Quote from: Smeraldina Rima on October 16, 2017, 03:13:58 AM
Interesting to find a Smiths lyric at the end of the first book.

Indeed. In fact the young fella it was referring to - assuming we're thinking of the same thing - has struck me as a bit of a proto-Moz throughout.

Jesus Christ, Chapter 20 left me absolutely fucking reeling. That is something, that. I've been awed plenty by the thing - and also, it must be said, perplexed of occasion - but I wasn't expecting to come across anything that visceral. I was reading from behind a pillow. Scared to run my hand across the page in case I cut the fucking finger off myself. Fuck sake. Like watching someone with a soldering iron at someone's eye. 

Also, poor old Farebrother. Robbed.

Quote from: Astronaut Omens on October 19, 2017, 05:47:58 PM
Still staying with Book 1 topics a bit, I've been wondering about the original readership. Middlemarch was published in 1870 but is set about forty years earlier, so it's analogous to someone writing a book now about the Winter of Discontent, punk, rise of Thatcher etc. In Book 1 there are a few very specific references to politics that date it precisely to 1829/1830 for those that want to look it up, e.g. "Mr. Peel's conduct on the late Catholic Question"in chapter I, but I wonder if there is other less political stuff, in there that would have obviously signified to the first reader that it was set in the past.

• **Supplied data**:
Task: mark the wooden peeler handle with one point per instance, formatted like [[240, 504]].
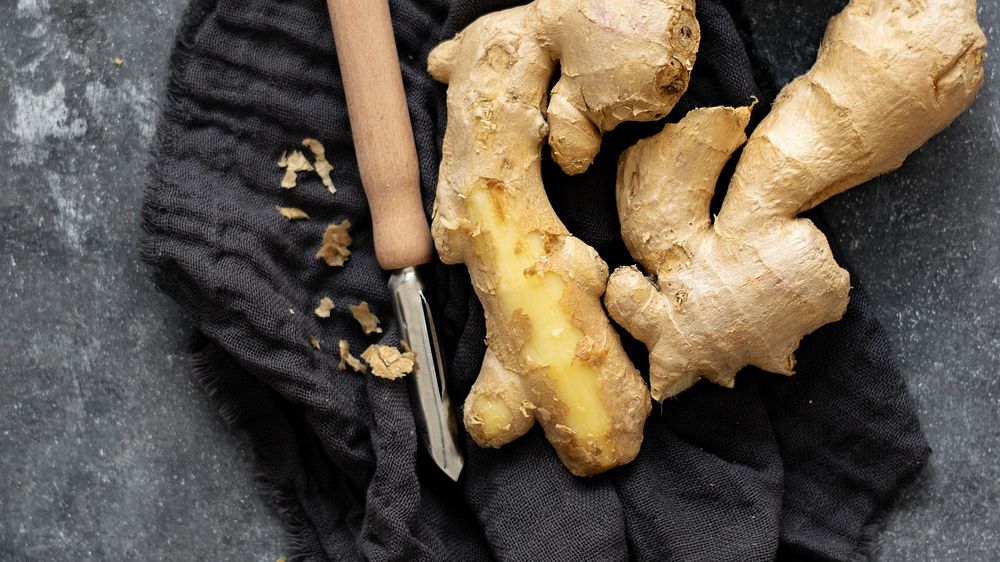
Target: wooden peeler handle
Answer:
[[383, 135]]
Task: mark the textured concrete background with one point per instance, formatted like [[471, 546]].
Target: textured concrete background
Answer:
[[108, 449]]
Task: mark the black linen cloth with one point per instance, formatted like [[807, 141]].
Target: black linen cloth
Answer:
[[796, 468]]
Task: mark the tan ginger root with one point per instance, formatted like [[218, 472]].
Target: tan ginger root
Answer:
[[552, 354], [890, 74], [335, 248]]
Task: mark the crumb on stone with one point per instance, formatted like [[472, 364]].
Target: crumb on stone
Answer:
[[388, 362], [292, 213], [348, 360], [324, 308], [334, 250], [323, 166], [369, 322], [293, 164]]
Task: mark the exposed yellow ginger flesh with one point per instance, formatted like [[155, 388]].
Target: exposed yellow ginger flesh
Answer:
[[552, 354], [745, 290]]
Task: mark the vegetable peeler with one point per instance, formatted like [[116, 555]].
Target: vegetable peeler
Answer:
[[387, 161]]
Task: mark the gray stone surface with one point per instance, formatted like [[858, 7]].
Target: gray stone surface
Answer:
[[108, 449], [926, 242]]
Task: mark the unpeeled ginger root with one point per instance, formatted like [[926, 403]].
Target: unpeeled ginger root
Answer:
[[745, 290], [552, 354]]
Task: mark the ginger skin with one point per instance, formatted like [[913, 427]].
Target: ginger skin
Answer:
[[552, 353], [745, 290]]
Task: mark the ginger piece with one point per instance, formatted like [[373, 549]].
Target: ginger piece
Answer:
[[348, 360], [324, 308], [323, 167], [550, 343], [293, 164], [369, 322], [388, 362], [745, 290], [292, 213], [334, 250]]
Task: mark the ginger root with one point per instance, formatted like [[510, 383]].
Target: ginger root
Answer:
[[552, 354], [745, 290]]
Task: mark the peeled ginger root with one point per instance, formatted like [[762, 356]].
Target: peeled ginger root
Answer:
[[552, 354], [745, 290]]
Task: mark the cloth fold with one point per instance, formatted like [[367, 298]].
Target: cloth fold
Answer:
[[799, 468]]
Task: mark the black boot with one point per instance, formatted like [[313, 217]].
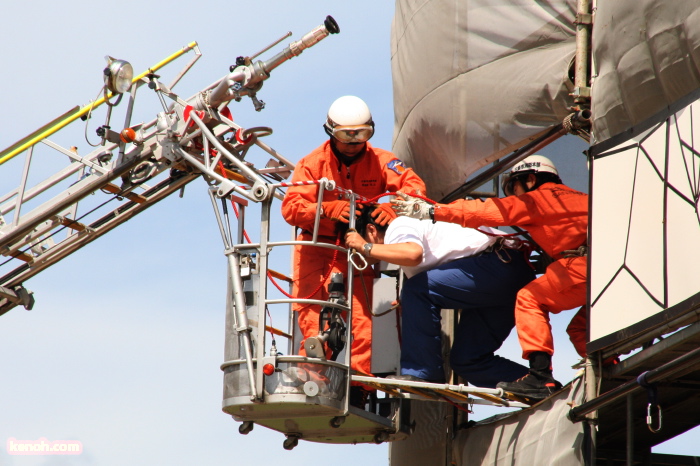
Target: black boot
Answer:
[[539, 383]]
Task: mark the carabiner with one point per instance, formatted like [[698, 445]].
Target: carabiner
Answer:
[[353, 253], [649, 418]]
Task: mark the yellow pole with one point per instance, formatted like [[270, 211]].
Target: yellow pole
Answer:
[[9, 153]]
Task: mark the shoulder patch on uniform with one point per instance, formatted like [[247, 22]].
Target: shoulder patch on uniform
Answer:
[[397, 166]]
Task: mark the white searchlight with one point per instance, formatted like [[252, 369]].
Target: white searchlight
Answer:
[[118, 75]]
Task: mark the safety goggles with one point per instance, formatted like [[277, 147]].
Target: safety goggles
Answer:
[[352, 134]]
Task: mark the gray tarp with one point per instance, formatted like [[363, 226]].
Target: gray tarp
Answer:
[[648, 56], [537, 436], [473, 79]]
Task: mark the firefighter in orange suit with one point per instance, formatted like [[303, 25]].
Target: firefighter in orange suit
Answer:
[[556, 217], [349, 160]]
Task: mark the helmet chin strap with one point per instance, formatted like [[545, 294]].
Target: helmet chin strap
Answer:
[[345, 159]]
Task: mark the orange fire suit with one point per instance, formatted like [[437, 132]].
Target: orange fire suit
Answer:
[[370, 174], [556, 217]]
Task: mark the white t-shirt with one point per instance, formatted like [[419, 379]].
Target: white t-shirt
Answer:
[[441, 242]]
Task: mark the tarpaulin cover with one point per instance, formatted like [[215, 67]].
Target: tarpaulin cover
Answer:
[[540, 435], [474, 79], [647, 54]]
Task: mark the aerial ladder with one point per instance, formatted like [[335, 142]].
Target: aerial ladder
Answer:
[[136, 165]]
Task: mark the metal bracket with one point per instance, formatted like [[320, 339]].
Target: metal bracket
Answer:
[[584, 18], [19, 295]]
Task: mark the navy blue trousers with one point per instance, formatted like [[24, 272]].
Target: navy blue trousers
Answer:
[[484, 288]]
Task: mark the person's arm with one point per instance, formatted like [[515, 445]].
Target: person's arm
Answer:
[[299, 204], [403, 254]]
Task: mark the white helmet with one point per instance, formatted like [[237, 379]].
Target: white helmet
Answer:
[[533, 164], [349, 120]]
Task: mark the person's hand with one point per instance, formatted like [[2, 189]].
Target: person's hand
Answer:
[[353, 240], [411, 206], [383, 214], [338, 211]]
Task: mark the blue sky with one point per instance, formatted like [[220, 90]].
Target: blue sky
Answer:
[[122, 350]]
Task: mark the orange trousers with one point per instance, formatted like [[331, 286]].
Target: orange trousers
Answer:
[[311, 264], [562, 287]]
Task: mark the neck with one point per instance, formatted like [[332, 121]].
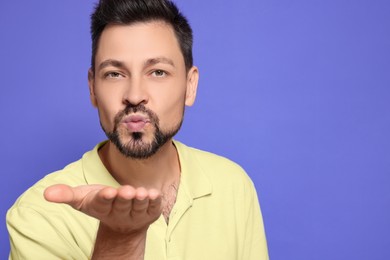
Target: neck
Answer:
[[157, 171]]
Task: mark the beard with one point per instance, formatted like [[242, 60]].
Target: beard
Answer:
[[137, 147]]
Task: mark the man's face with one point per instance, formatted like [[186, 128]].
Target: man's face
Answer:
[[140, 86]]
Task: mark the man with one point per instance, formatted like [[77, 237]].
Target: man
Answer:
[[140, 195]]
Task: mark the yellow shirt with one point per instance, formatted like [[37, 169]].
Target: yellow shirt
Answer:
[[216, 214]]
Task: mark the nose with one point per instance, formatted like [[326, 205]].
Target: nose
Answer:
[[135, 93]]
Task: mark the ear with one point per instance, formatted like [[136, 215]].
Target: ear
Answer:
[[91, 85], [192, 86]]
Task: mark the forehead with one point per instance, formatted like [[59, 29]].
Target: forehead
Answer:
[[139, 41]]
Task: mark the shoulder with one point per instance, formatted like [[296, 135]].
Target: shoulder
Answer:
[[215, 167]]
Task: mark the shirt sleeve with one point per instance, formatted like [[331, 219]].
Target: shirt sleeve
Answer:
[[255, 245]]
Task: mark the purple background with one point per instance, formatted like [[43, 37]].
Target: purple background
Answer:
[[297, 92]]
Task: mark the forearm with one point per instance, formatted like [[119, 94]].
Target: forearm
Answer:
[[115, 245]]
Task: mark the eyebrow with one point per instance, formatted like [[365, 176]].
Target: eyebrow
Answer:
[[149, 62], [153, 61], [110, 62]]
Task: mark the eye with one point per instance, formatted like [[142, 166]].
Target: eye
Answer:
[[112, 75], [159, 73]]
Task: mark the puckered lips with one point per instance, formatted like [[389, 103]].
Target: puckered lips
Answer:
[[136, 122]]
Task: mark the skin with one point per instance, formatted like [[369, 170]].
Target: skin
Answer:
[[135, 64]]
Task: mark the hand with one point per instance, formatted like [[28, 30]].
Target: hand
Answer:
[[124, 210]]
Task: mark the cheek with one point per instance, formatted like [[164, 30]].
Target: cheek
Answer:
[[173, 108], [107, 112]]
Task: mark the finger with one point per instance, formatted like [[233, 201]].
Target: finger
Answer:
[[155, 203], [100, 203], [59, 193], [140, 202], [124, 200]]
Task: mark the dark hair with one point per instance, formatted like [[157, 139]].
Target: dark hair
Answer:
[[132, 11]]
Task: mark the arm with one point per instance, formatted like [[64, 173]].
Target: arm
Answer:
[[124, 213]]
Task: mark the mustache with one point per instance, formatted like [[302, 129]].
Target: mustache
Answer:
[[129, 109]]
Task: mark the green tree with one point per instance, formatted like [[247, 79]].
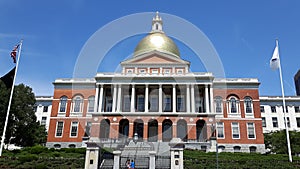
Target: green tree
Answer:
[[23, 128], [276, 142]]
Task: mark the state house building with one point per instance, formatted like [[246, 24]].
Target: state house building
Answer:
[[156, 97]]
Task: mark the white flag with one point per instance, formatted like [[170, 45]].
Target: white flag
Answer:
[[274, 62]]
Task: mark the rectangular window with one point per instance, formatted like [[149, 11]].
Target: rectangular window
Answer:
[[167, 71], [154, 71], [45, 109], [220, 129], [262, 109], [63, 105], [153, 103], [286, 109], [274, 121], [198, 104], [263, 119], [129, 71], [297, 109], [77, 104], [248, 105], [142, 71], [88, 129], [141, 103], [91, 103], [235, 130], [44, 120], [251, 130], [288, 122], [298, 122], [126, 103], [74, 128], [180, 103], [179, 71], [59, 128], [34, 108], [167, 103], [218, 105], [108, 105], [273, 109]]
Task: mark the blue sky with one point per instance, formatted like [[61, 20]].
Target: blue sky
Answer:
[[242, 32]]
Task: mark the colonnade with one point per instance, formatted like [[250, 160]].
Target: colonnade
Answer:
[[182, 97]]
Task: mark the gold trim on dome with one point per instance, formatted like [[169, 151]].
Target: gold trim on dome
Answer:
[[157, 41]]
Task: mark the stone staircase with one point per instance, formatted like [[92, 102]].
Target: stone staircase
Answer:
[[139, 152]]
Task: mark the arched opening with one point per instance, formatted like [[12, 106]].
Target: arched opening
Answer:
[[201, 130], [236, 149], [221, 148], [138, 127], [104, 128], [152, 130], [182, 130], [57, 146], [252, 149], [167, 130], [72, 146], [123, 128]]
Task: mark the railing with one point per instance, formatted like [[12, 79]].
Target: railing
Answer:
[[201, 140]]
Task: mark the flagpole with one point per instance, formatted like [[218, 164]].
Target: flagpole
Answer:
[[10, 98], [284, 110]]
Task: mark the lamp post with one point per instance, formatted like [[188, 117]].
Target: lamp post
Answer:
[[214, 136], [135, 138]]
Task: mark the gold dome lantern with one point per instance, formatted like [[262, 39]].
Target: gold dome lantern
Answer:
[[157, 40]]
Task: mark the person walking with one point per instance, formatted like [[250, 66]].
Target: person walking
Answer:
[[127, 164], [132, 165]]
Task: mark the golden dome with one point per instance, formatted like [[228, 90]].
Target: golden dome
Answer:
[[157, 41]]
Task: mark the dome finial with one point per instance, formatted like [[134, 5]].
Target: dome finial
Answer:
[[157, 23]]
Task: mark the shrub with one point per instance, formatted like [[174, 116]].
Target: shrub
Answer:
[[27, 158]]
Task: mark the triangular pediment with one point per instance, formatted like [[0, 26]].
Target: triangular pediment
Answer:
[[155, 58]]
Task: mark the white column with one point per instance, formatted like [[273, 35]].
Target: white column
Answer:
[[152, 159], [146, 97], [96, 99], [211, 94], [132, 98], [119, 98], [188, 103], [114, 98], [100, 99], [206, 99], [117, 155], [193, 98], [174, 98], [160, 98]]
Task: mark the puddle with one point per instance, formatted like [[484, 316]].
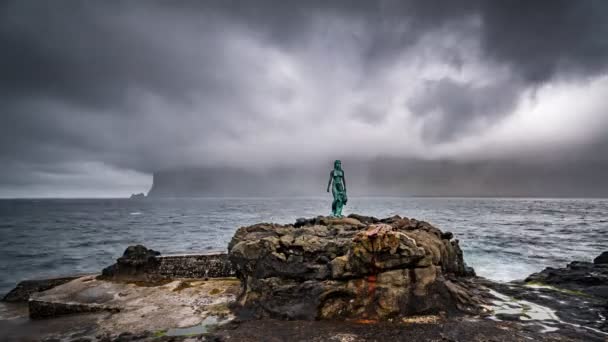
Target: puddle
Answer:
[[198, 329]]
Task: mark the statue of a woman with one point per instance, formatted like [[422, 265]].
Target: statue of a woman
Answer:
[[338, 190]]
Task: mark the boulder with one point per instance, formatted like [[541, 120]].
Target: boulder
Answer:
[[601, 259], [586, 277], [137, 263], [350, 268], [23, 290]]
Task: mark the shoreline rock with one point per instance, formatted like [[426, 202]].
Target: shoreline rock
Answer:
[[407, 281], [342, 268]]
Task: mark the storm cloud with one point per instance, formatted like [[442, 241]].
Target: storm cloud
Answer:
[[96, 96]]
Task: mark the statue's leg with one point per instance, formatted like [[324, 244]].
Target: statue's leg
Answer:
[[334, 208], [339, 207]]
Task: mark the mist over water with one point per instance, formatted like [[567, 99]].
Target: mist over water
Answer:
[[503, 239]]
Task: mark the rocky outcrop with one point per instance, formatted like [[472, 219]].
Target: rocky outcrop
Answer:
[[349, 268], [137, 263], [23, 290], [141, 264], [586, 277]]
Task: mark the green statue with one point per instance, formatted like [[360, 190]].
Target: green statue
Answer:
[[338, 190]]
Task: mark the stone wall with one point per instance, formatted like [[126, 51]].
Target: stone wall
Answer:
[[196, 266]]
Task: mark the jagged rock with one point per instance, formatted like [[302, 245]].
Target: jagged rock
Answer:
[[137, 263], [601, 259], [355, 267], [23, 290], [587, 277]]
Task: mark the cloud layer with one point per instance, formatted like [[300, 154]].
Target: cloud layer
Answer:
[[97, 95]]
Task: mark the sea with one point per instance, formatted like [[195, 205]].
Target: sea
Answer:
[[502, 238]]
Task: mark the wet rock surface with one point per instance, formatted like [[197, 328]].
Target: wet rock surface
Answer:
[[586, 277], [367, 279], [349, 268], [139, 263], [23, 290]]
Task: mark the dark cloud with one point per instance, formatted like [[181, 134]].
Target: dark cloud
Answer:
[[459, 107], [135, 87]]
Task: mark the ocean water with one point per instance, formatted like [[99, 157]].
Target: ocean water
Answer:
[[503, 239]]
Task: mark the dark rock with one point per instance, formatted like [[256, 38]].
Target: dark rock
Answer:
[[589, 278], [447, 235], [196, 266], [601, 259], [44, 309], [23, 290], [140, 195], [137, 263], [330, 268], [364, 219], [141, 264]]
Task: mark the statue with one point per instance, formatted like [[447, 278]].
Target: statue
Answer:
[[338, 190]]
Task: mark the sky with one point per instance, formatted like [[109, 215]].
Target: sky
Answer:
[[489, 97]]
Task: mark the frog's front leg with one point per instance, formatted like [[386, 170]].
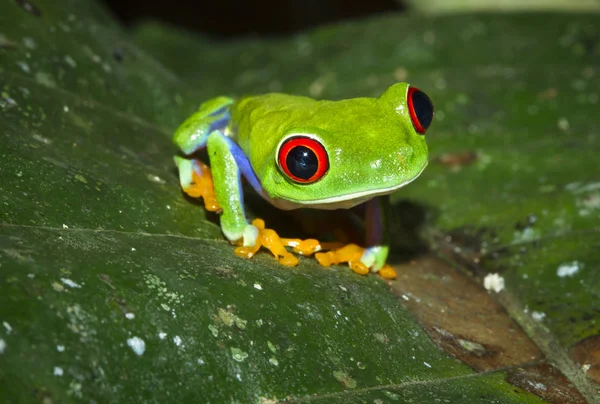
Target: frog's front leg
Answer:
[[362, 260], [228, 164], [194, 176]]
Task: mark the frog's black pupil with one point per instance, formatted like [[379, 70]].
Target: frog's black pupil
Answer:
[[302, 162], [423, 108]]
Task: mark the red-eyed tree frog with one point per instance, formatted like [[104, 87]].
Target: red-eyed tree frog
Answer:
[[297, 152]]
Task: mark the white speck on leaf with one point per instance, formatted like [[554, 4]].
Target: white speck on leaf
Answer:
[[568, 269], [70, 61], [537, 385], [563, 123], [137, 345], [493, 282], [538, 315], [70, 283], [238, 355]]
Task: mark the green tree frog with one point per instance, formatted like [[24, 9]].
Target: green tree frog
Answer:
[[297, 152]]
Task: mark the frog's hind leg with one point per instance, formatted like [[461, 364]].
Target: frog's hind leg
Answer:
[[362, 260]]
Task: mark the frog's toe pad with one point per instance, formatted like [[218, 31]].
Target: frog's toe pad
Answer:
[[196, 181], [270, 240], [353, 255]]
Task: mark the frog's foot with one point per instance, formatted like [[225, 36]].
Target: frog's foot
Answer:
[[309, 246], [361, 260], [257, 236], [196, 181]]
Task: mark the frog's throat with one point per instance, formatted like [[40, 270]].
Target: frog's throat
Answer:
[[340, 202]]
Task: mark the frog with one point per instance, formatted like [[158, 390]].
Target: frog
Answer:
[[298, 152]]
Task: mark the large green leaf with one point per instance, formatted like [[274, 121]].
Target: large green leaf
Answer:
[[115, 287]]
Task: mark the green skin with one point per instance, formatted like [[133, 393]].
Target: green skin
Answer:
[[372, 146]]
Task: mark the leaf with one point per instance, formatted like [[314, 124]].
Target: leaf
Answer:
[[114, 285]]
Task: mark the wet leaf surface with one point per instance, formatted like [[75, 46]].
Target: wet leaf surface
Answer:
[[112, 284]]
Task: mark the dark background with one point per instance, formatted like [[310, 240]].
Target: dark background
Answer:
[[234, 18]]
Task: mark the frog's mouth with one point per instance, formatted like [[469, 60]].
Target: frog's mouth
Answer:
[[341, 202]]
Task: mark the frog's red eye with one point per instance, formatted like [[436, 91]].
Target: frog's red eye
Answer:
[[420, 109], [303, 159]]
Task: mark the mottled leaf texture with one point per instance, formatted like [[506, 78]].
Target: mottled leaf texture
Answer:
[[116, 288]]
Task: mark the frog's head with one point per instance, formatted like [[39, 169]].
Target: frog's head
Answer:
[[339, 154]]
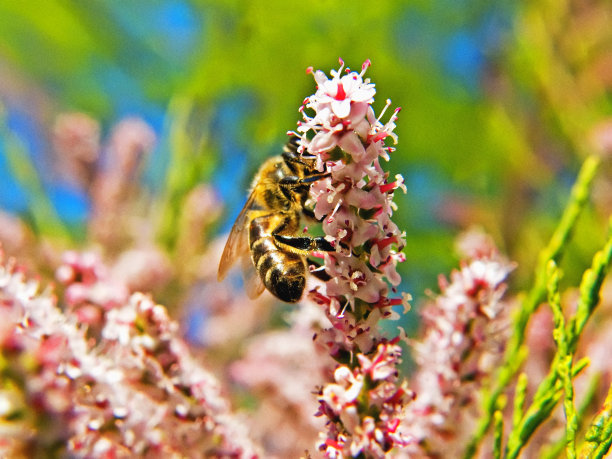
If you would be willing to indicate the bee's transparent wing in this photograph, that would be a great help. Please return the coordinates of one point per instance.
(253, 284)
(237, 243)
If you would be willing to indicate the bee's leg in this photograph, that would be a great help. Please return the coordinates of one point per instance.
(304, 244)
(318, 270)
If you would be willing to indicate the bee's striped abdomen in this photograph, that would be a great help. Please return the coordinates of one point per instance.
(283, 273)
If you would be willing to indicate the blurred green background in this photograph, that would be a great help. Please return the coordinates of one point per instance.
(500, 102)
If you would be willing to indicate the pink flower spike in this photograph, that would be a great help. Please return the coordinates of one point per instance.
(365, 66)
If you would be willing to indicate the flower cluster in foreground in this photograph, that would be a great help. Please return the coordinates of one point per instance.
(106, 380)
(365, 401)
(463, 336)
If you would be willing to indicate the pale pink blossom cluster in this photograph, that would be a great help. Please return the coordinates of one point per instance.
(364, 403)
(133, 390)
(464, 334)
(365, 406)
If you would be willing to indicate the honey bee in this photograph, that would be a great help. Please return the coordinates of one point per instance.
(268, 225)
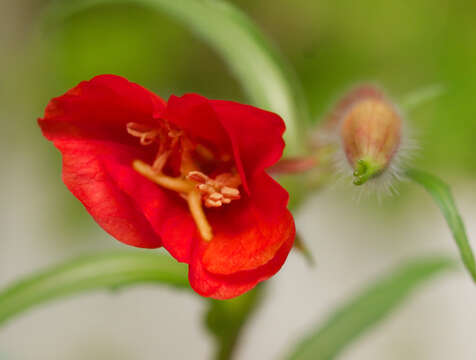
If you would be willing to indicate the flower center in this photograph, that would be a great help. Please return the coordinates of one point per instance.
(192, 183)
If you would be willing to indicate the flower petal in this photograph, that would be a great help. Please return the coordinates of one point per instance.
(100, 109)
(87, 125)
(249, 232)
(256, 135)
(229, 286)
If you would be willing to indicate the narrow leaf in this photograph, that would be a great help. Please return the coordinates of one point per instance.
(441, 193)
(105, 271)
(366, 309)
(264, 74)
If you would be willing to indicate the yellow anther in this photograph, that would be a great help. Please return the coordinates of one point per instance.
(194, 201)
(167, 182)
(230, 193)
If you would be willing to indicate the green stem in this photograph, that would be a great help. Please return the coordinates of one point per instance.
(225, 319)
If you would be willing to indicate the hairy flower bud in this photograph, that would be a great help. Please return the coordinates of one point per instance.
(370, 133)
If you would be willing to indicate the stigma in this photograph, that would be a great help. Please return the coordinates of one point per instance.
(192, 184)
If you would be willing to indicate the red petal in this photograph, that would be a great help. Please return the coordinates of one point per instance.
(100, 109)
(229, 286)
(256, 135)
(248, 232)
(253, 135)
(87, 125)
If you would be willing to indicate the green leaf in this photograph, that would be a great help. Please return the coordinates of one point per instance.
(264, 74)
(225, 319)
(366, 309)
(87, 273)
(441, 193)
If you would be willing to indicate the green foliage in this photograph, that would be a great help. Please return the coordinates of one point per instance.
(441, 193)
(262, 72)
(366, 309)
(87, 273)
(225, 319)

• **What you need to do**:
- a) Print the part of the Middlemarch forum thread that opens with the words containing "Quote from: Smeraldina" and closes with "old Farebrother. Robbed.".
- b) Answer these questions from the Middlemarch forum thread:
(i) Whose song lyric appears at the end of the first book?
(ii) Which chapter left one poster reeling?
(iii) In what year was Middlemarch published?

• **Solution set**:
- a)
Quote from: Smeraldina Rima on October 16, 2017, 03:13:58 AM
Interesting to find a Smiths lyric at the end of the first book.

Indeed. In fact the young fella it was referring to - assuming we're thinking of the same thing - has struck me as a bit of a proto-Moz throughout.

Jesus Christ, Chapter 20 left me absolutely fucking reeling. That is something, that. I've been awed plenty by the thing - and also, it must be said, perplexed of occasion - but I wasn't expecting to come across anything that visceral. I was reading from behind a pillow. Scared to run my hand across the page in case I cut the fucking finger off myself. Fuck sake. Like watching someone with a soldering iron at someone's eye. 

Also, poor old Farebrother. Robbed.

- b)
(i) The Smiths'
(ii) Chapter 20
(iii) 1870